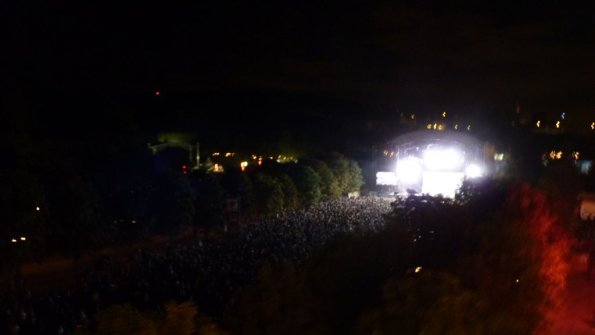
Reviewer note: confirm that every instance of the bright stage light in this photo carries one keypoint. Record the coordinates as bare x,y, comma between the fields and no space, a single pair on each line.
442,183
473,171
443,159
408,170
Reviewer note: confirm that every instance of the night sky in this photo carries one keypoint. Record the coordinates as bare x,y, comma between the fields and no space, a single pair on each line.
279,59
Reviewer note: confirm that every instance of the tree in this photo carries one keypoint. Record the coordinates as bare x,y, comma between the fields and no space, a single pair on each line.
309,186
124,320
77,217
290,192
210,196
339,164
329,186
172,203
356,179
269,194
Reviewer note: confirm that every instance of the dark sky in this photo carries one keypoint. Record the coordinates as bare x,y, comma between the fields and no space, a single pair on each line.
376,57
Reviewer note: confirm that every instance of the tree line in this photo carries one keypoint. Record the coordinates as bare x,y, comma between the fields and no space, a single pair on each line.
64,196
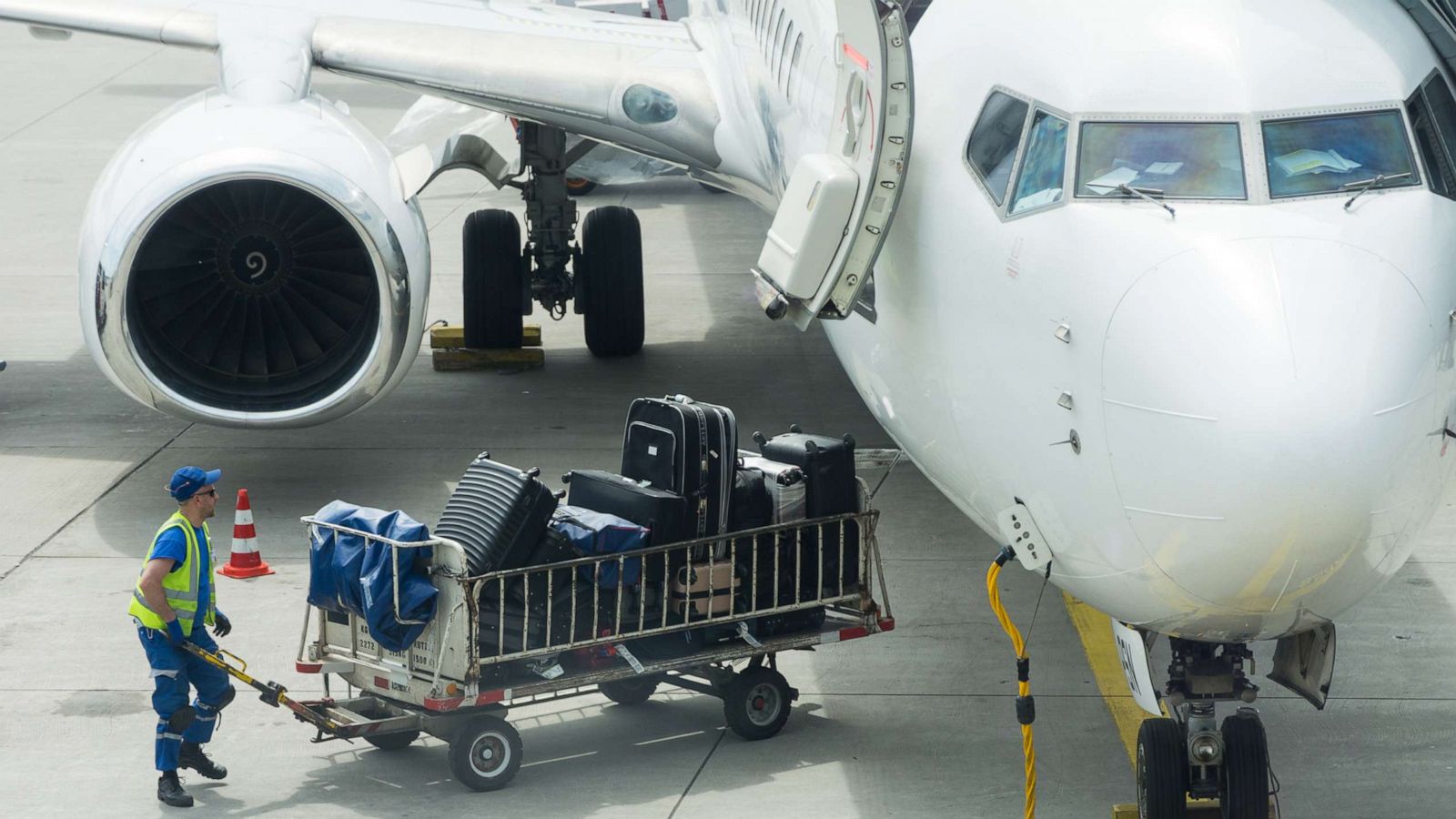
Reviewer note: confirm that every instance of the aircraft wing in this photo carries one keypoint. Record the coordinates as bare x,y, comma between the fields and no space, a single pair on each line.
171,25
561,66
706,94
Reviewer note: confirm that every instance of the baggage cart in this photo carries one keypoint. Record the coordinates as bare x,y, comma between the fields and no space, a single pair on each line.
449,687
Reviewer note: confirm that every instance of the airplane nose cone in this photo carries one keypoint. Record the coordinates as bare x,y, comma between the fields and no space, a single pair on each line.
1270,410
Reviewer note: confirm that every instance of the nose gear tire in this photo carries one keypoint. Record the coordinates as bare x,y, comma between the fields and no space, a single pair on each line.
612,266
1162,770
494,280
1245,777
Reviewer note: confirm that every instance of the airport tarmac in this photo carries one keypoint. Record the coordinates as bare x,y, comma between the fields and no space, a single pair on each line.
917,722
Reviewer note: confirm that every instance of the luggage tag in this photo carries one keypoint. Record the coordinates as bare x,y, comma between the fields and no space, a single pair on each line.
749,639
628,656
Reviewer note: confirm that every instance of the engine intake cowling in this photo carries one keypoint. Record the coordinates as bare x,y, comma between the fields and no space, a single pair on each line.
254,264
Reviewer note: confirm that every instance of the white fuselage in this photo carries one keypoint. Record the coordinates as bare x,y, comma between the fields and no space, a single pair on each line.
1259,387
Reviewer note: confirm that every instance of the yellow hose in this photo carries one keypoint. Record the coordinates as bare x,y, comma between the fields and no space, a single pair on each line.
1023,682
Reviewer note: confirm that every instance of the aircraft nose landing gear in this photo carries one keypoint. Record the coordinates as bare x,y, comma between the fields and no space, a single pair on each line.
603,273
1194,755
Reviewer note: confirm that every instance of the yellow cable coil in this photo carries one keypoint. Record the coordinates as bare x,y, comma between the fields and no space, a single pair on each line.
1023,683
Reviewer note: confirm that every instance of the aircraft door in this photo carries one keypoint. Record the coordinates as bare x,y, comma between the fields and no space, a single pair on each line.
839,203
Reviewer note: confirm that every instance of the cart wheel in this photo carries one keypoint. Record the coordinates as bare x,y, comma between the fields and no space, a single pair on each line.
630,691
757,703
485,753
392,741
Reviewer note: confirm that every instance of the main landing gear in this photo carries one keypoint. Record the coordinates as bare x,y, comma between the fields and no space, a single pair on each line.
602,274
1193,753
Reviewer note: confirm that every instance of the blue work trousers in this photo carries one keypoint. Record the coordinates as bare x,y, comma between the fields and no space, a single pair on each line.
174,671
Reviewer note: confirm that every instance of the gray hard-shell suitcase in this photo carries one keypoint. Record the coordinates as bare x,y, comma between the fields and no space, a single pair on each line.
499,513
686,448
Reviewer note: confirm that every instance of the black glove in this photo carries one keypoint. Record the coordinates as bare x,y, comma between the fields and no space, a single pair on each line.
222,625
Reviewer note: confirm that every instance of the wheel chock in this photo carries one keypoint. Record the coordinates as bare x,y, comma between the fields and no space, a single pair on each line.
1198,809
453,337
450,353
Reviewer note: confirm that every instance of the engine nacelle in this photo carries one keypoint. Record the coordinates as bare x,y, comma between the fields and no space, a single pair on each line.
254,264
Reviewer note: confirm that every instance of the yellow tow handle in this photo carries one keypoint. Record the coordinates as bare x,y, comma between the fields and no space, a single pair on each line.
1026,705
271,693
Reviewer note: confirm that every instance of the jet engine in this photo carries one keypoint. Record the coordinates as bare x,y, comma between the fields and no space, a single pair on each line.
252,264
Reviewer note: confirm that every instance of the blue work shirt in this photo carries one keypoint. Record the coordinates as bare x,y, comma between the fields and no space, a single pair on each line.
172,544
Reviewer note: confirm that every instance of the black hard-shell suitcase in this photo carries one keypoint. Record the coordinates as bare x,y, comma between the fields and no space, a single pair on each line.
553,547
660,511
688,448
499,513
829,471
752,504
519,634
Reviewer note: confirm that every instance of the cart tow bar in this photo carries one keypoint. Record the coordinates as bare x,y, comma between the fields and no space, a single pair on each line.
269,693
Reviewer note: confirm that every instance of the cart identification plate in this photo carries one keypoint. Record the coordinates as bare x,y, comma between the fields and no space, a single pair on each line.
1132,652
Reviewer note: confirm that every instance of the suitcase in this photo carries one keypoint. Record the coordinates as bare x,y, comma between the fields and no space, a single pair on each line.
499,513
830,489
686,448
703,589
521,636
752,503
660,511
553,547
596,533
786,487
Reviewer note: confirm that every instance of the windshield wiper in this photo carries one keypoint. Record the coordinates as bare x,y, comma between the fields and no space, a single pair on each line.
1143,194
1368,184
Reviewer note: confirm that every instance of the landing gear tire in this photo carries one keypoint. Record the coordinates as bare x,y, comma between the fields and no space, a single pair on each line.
628,691
1162,771
611,266
485,753
579,187
392,741
1244,790
494,280
756,703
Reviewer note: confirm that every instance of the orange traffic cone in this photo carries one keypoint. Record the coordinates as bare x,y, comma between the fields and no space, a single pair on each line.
247,561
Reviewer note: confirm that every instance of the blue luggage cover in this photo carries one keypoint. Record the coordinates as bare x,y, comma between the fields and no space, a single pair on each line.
596,533
347,576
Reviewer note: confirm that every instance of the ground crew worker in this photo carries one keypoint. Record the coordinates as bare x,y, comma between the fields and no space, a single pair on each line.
174,598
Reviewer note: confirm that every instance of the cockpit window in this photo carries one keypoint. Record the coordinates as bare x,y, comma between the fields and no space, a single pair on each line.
995,138
1045,165
1325,155
1198,160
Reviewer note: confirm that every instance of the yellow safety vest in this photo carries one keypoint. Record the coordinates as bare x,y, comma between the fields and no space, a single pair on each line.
179,586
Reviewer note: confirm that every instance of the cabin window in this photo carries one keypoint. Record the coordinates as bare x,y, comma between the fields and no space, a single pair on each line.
794,65
1198,160
1045,164
784,60
995,138
1334,155
1433,118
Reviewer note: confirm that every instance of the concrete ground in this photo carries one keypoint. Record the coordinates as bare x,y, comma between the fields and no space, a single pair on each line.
914,723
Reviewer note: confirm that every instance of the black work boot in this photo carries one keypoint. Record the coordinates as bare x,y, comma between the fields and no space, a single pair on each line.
169,790
194,758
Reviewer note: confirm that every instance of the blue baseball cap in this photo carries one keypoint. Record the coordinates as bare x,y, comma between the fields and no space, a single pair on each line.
188,480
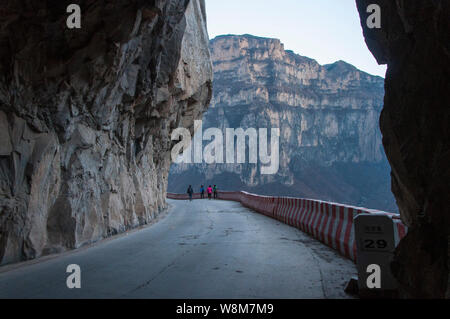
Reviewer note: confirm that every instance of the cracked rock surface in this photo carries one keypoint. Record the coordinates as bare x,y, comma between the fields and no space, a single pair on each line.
86,116
414,41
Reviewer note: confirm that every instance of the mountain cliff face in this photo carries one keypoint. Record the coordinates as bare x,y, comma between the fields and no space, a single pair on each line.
414,41
330,143
86,116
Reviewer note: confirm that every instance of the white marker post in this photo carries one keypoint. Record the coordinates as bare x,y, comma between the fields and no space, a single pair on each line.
374,235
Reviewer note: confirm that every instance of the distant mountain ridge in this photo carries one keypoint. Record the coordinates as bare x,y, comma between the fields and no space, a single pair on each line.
330,144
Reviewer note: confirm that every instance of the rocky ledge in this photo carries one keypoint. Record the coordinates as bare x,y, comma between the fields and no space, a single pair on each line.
86,115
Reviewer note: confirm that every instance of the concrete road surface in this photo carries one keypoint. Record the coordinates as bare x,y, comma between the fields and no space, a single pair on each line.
201,249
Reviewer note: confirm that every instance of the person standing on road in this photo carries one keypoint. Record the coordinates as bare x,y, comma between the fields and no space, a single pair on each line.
202,192
190,192
216,195
209,191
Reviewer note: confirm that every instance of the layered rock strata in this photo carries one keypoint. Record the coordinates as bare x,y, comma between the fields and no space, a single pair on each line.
86,116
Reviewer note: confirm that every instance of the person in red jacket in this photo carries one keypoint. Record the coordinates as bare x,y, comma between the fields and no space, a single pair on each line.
209,191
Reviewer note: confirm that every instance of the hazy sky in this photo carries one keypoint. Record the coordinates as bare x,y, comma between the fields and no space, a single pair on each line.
325,30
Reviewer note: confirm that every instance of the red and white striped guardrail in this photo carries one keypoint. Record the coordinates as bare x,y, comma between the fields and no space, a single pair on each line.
330,223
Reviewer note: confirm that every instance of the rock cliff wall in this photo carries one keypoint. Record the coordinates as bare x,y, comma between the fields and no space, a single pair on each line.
414,41
86,116
330,144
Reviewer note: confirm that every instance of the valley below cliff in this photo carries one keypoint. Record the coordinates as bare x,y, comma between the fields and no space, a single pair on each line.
328,116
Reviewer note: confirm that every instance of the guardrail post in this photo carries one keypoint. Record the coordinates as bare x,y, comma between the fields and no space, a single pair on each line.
375,243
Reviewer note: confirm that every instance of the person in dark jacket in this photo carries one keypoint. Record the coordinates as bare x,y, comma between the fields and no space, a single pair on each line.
190,192
216,194
209,191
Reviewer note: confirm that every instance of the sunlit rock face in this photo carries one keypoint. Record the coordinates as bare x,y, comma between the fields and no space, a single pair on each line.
330,144
414,41
86,116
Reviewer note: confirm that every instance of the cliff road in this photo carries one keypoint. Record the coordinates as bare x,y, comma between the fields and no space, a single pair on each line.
200,249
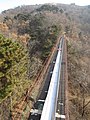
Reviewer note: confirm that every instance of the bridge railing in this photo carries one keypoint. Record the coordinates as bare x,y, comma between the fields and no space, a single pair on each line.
49,108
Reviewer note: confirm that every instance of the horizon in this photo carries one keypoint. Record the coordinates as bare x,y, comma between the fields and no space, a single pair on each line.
11,4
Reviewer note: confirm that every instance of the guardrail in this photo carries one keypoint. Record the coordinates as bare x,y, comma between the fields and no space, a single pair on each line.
49,108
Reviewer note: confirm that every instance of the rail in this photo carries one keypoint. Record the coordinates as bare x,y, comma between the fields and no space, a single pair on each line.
49,108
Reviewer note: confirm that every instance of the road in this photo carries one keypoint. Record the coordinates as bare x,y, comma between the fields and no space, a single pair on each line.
60,112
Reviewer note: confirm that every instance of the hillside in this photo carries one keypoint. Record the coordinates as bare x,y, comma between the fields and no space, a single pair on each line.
32,31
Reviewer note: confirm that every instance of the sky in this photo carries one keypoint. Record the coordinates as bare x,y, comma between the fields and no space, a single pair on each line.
7,4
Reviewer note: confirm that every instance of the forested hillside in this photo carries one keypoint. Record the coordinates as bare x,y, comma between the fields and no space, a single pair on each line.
27,35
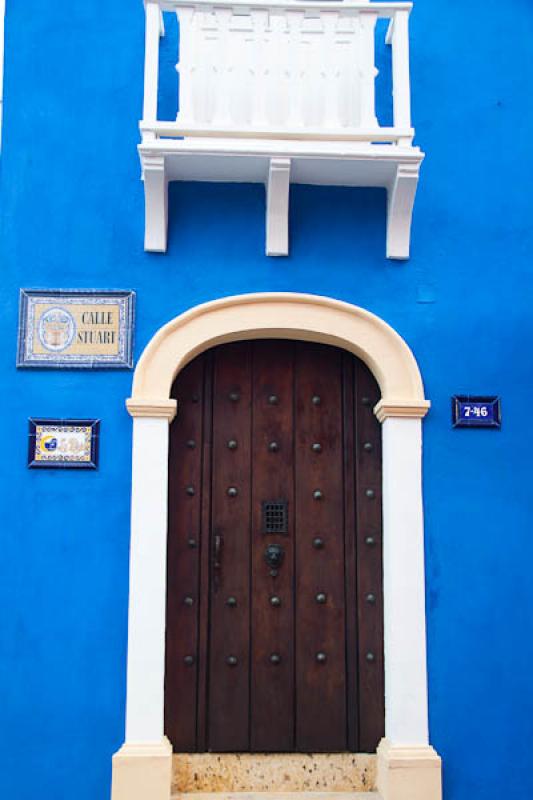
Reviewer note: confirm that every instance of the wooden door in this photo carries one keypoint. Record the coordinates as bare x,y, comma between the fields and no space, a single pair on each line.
274,597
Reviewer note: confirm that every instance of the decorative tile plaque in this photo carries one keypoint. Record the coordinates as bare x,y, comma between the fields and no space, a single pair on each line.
76,329
64,443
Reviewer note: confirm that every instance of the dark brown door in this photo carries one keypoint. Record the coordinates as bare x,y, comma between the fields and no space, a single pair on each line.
274,597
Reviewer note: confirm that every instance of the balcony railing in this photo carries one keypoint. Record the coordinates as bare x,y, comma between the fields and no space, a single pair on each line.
253,74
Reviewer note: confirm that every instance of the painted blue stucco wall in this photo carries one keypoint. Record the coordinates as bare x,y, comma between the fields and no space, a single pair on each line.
71,215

Requirement: Retype exactly. Start at the line with "Reviewer note: confirm that every instance of the dark brown" and stop at the last line of the data.

Result of this exercise:
Reviewer note: confirm that every instance of the dark brown door in this photo carries one keypoint. Record the coordinates as bare x,y, comma between the fields and no space, a single pair on each line.
274,597
Reviewer note: confirm that every instance of the balcony railing in this photo carries one keypoint. Record the coordinates as bare x,y, comma between the fields and no space, a single pair on each line.
253,74
Reviewer note: confirm that every instance of the painted blue stucco wall in this photo carries one keypoint. Record the coordinates as bare x,y, comma between the fields and no space, a single pair on each line.
71,215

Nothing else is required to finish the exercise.